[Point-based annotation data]
◇ ◇ ◇

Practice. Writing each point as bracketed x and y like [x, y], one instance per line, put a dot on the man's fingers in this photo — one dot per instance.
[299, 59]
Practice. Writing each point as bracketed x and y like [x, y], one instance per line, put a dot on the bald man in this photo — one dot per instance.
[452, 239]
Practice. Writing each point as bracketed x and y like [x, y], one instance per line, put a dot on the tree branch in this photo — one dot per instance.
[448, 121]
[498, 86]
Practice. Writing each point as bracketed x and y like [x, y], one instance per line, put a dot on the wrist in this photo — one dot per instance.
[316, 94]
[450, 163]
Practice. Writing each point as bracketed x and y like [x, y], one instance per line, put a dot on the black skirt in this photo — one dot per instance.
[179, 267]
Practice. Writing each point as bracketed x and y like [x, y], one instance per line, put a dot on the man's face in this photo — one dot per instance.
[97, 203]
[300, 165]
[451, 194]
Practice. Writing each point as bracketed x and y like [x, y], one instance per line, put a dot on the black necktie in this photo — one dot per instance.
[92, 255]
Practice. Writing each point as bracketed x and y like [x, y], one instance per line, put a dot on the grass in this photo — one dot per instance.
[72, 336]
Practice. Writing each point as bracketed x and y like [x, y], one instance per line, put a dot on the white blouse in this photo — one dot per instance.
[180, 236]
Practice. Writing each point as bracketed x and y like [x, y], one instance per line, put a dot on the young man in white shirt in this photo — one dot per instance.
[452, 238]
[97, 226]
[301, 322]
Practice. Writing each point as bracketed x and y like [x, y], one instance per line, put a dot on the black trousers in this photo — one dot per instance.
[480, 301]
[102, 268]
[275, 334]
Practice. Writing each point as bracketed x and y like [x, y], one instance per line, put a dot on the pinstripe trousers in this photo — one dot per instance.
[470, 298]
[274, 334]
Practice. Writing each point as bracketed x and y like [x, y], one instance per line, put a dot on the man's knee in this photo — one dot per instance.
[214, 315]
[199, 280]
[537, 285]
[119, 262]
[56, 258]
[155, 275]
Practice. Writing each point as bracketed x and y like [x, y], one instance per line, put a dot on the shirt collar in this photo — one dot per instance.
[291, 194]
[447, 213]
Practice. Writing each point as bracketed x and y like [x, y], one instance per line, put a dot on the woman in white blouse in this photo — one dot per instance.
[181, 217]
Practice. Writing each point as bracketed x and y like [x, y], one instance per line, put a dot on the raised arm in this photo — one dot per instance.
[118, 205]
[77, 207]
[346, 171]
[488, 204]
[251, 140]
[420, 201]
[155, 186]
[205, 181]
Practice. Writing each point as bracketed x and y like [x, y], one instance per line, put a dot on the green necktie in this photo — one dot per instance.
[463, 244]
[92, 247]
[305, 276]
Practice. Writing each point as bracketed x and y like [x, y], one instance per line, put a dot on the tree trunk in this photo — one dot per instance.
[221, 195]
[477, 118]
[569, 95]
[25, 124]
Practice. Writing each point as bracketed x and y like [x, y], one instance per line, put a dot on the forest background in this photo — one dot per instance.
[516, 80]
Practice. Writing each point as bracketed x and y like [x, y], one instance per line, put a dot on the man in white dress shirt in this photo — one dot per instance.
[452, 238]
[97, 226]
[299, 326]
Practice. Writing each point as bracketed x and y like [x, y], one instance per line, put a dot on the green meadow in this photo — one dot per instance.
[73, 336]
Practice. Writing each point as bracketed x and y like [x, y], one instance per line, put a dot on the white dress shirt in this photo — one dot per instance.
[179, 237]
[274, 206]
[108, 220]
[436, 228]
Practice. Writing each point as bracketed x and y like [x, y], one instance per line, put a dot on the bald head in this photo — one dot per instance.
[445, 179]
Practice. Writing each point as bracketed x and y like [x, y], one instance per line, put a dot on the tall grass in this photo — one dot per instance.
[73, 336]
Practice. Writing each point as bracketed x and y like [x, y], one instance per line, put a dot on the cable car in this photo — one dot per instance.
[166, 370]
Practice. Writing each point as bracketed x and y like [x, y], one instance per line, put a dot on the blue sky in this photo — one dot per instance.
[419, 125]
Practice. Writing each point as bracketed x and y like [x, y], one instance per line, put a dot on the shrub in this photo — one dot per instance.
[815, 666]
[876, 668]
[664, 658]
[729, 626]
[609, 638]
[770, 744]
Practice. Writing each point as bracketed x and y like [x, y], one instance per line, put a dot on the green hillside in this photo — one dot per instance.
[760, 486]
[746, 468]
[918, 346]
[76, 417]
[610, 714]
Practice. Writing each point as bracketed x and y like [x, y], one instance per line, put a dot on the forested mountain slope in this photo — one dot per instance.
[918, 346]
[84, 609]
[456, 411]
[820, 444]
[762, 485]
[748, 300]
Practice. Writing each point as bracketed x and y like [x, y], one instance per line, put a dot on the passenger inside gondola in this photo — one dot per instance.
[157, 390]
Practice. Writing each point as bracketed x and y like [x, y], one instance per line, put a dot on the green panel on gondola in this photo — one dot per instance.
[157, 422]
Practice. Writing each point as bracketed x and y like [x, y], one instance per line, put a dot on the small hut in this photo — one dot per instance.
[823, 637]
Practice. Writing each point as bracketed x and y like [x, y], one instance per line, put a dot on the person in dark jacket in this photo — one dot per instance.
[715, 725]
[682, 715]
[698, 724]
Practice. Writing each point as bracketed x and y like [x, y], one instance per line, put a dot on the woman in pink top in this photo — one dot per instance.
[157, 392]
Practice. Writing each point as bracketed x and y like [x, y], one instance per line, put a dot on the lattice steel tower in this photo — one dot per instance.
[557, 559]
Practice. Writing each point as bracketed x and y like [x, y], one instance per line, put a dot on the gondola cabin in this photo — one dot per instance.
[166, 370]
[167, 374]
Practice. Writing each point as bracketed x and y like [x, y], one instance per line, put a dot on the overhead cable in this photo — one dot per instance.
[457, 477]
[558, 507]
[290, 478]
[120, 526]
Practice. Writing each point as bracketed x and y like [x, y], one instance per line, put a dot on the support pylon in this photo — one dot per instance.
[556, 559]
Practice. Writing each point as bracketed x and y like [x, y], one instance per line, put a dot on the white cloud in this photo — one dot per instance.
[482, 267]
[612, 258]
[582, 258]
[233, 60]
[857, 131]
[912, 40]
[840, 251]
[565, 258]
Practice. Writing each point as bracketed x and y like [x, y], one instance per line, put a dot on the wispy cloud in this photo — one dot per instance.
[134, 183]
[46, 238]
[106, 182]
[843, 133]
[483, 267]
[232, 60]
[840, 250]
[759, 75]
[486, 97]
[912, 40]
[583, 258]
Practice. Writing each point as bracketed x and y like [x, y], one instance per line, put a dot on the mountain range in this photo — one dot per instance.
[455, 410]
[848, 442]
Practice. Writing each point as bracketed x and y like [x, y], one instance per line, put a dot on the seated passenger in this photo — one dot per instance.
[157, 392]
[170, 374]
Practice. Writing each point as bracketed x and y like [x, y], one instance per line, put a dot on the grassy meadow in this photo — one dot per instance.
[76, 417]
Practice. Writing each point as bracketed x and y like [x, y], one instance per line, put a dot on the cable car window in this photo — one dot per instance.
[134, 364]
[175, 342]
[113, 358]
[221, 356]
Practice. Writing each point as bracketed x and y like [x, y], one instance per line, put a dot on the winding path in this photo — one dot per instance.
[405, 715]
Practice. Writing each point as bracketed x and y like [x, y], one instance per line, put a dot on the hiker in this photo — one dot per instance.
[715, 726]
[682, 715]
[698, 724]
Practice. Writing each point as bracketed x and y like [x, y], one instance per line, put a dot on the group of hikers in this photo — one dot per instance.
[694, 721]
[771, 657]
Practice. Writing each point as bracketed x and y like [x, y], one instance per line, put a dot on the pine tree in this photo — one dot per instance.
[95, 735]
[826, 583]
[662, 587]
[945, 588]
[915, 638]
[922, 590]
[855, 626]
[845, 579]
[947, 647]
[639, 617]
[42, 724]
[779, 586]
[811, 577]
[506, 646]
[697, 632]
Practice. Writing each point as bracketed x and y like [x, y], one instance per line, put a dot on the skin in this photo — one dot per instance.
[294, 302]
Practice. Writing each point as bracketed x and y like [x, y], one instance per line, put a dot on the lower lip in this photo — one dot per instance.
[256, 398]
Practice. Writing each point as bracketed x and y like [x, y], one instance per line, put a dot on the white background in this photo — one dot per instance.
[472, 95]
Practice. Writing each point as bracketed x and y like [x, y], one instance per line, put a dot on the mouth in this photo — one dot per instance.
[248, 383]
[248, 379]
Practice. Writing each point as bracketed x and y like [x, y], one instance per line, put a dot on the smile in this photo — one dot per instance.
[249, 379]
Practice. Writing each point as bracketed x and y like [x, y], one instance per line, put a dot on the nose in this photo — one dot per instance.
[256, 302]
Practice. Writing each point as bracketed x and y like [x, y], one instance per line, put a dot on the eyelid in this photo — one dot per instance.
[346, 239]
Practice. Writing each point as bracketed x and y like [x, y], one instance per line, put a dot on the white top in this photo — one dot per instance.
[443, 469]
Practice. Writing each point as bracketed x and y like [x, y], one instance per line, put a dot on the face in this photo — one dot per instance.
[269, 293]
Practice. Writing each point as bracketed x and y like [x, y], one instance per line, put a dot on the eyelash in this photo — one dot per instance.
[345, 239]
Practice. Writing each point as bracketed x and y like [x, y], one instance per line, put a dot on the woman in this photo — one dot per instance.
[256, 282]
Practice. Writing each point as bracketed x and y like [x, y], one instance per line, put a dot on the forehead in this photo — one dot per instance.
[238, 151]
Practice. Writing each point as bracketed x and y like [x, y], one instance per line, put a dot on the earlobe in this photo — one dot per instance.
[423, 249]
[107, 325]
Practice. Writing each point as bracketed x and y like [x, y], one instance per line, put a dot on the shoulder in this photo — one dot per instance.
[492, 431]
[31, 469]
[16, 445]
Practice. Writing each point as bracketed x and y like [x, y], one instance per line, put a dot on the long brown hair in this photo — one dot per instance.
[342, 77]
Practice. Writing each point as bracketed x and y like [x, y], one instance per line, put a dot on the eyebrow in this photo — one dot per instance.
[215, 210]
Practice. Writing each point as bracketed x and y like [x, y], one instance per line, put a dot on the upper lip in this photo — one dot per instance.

◇ ◇ ◇

TASK BRIEF -> Give the lines from the one containing "on the earlobe" through the end of the lines above as a JSON list of strings, one string per line, with blank lines left out.

THE REPLY ->
[
  "Practice. Writing each point as bracketed x and y like [x, y], one instance per line, put a dot on the earlobe in this photo — one dot per instance.",
  "[423, 249]",
  "[107, 325]",
  "Practice. Writing each point as bracketed x and y like [x, y], one instance per line, put a dot on the shoulder in this photo — one dot per instance.",
  "[492, 431]",
  "[31, 469]",
  "[16, 445]",
  "Practice. Writing each point as bracketed x and y like [x, y], one instance per line, put a dot on the long brown hair in this photo — one dot per instance.",
  "[342, 77]",
  "Practice. Writing each point as bracketed x and y like [x, y], one instance per line, put a dot on the eyebrow in this photo — one dot per instance.",
  "[215, 210]",
  "Practice. Writing each point as bracketed x and y like [x, y], one instance per line, put a dot on the upper lip in this photo — one dot per instance."
]